## GIVEN ENTRIES
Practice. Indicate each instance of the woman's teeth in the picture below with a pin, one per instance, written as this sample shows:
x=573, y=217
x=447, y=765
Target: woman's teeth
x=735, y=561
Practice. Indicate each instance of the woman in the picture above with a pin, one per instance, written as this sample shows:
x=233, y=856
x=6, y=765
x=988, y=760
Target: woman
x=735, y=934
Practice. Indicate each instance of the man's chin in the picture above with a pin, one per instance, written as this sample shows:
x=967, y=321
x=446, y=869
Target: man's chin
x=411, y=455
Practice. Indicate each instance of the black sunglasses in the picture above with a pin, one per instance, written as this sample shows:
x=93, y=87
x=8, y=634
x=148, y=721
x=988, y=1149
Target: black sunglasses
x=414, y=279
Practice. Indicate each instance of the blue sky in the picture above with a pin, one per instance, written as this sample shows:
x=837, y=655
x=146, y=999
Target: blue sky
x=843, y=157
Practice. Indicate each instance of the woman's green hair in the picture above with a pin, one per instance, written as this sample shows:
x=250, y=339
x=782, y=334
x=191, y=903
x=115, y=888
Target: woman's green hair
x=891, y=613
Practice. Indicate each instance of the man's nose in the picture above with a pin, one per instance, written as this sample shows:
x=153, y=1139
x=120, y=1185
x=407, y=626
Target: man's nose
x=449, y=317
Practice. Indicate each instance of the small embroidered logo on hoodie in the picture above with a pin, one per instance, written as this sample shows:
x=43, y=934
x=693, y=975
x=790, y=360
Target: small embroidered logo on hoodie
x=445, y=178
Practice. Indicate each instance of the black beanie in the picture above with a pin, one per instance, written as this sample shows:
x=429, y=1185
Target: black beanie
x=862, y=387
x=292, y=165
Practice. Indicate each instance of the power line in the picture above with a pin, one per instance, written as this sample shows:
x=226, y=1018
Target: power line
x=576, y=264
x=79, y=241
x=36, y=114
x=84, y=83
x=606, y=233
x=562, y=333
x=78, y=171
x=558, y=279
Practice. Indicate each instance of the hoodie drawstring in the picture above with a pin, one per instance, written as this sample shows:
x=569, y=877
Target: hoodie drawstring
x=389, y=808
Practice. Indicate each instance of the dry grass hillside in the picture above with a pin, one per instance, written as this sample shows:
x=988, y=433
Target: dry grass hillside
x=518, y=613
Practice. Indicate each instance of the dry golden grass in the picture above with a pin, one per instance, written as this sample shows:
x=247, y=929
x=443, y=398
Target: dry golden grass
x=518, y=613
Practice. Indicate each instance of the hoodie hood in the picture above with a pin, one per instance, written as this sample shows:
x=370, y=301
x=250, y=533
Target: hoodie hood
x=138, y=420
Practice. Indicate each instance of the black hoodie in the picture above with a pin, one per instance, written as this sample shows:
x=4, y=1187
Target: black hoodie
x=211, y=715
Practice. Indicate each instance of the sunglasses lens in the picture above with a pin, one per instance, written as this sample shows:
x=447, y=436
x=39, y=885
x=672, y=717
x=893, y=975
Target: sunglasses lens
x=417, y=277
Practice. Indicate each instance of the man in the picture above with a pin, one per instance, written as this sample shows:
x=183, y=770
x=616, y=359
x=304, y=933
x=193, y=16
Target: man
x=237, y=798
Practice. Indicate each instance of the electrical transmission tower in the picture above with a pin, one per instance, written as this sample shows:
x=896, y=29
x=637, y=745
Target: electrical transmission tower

## EXERCISE INSTRUCTIONS
Beginning at the line with "x=183, y=770", write out each line exactly as it stands until the listing ends, and add nothing.

## EXERCISE OUTPUT
x=183, y=770
x=616, y=359
x=304, y=933
x=193, y=16
Target: man
x=237, y=798
Practice. Indicate each instance of the electrical transmission tower in the picture above with a pin, one per instance, written as this sample shows:
x=896, y=29
x=637, y=745
Target: electrical transmission tower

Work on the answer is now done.